>> Start Source data
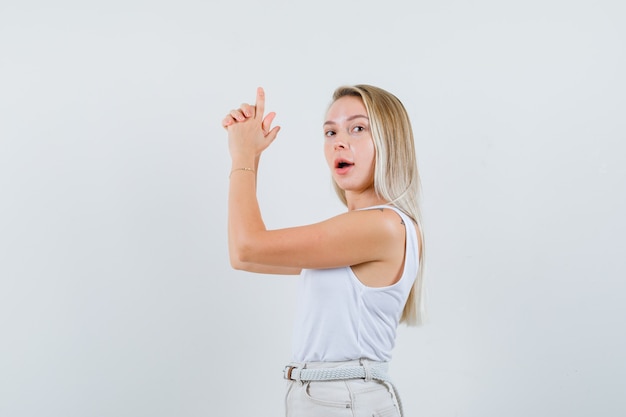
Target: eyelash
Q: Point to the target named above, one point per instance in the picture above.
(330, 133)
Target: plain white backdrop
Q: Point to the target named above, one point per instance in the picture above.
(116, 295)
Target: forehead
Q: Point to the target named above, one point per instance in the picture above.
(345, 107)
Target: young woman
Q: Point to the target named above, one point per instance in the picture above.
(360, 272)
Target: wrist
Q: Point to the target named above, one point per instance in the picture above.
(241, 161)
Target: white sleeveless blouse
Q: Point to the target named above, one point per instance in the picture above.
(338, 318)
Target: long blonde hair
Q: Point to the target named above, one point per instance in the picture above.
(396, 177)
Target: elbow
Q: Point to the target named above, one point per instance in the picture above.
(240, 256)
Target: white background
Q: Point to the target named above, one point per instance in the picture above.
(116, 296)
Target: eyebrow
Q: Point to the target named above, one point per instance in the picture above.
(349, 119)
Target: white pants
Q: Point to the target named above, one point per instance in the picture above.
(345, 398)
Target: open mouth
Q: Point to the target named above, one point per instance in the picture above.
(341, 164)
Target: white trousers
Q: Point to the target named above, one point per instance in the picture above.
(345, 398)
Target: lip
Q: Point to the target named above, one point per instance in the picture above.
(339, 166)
>> End Source data
- What is needed -
Rewrite all of the entries above, changing "white trousers" to "white slacks" and keeping everything else the same. Omit the picture line from your output.

- Output below -
Target: eyelash
Q: Point to the target named above, one point per instance in the picture above.
(330, 133)
Target: plain white backdrop
Q: Point to the target named above, one point per instance in the picture above.
(116, 295)
Target: forehead
Q: Point to the target named above, one point per instance in the picture above.
(345, 107)
Target: young woman
Q: Point to the target named above, one point per instance in the picture above.
(360, 272)
Target: wrist
Q: Point to the target named above, one point per instance in the picture above.
(241, 161)
Target: white sleeveless blouse
Q: Point to the target named above, one point per instance in the picture above.
(338, 318)
Target: long blonde hair
Q: Point to the target named above, one point per instance in the picture above.
(396, 177)
Target: elbow
Q: Point to the target named above, one point per instance in the picture above.
(240, 256)
Target: white background
Q: Point to the target named above, one point per instance in the picture above.
(116, 296)
Target: eyebrow
Q: Point to the target named above, one point per instance in the picture above.
(349, 119)
Target: white pants
Q: Point to the target named above, one point per instance in the picture above.
(345, 398)
Target: open mouth
Q: Point to the target named above, one point per instance in the picture above.
(341, 164)
Target: white slacks
Q: Point to the target named above, one point per instance in the picture above.
(345, 398)
Target: lip
Q: Point to the target named above, one point per instance in the picture above.
(339, 166)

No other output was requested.